◆ **Provided data**
--- Start ---

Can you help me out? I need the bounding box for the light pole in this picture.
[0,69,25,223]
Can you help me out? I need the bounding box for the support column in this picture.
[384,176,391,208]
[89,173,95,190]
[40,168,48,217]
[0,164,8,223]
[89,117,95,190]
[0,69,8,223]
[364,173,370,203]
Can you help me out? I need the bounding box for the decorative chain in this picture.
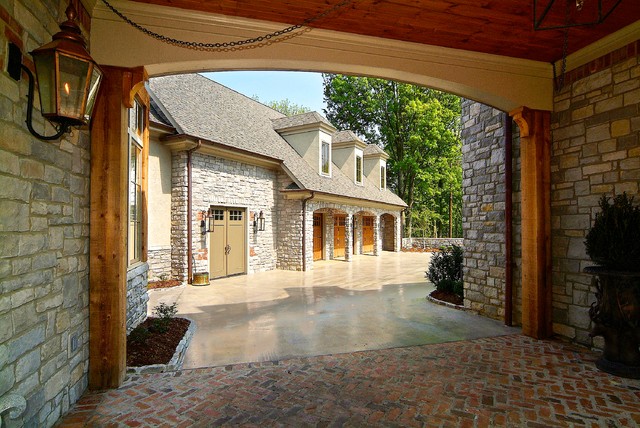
[102,0,355,52]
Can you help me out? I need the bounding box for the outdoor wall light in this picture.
[8,4,102,140]
[253,211,265,232]
[200,210,214,235]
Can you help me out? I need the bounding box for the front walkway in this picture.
[149,252,520,368]
[62,335,640,428]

--- End ---

◆ **Problem requirements**
Give the material above as a numbered list, leaving out any blank lines and omitting the picture.

◆ **Final result**
1. Can you help me out? I need the bounding box for the light pole in this picture.
2. [0,69,25,223]
3. Can you help me out? I need the bounding box for the support column in this picture.
4. [384,176,391,208]
5. [89,173,95,190]
6. [40,168,48,217]
7. [0,164,8,223]
8. [89,117,95,190]
9. [0,69,8,223]
10. [364,173,370,203]
11. Can you help me out? I need the bounding box for the decorative chain in this picture.
12. [102,0,355,52]
13. Can you help me out? I need the bounding box for the outdoor wall light in this picture.
14. [8,4,102,140]
15. [253,211,265,232]
16. [200,210,214,235]
17. Can you help me out? I need the bounding box for the front walkway in this picture.
18. [149,252,520,368]
19. [62,335,640,428]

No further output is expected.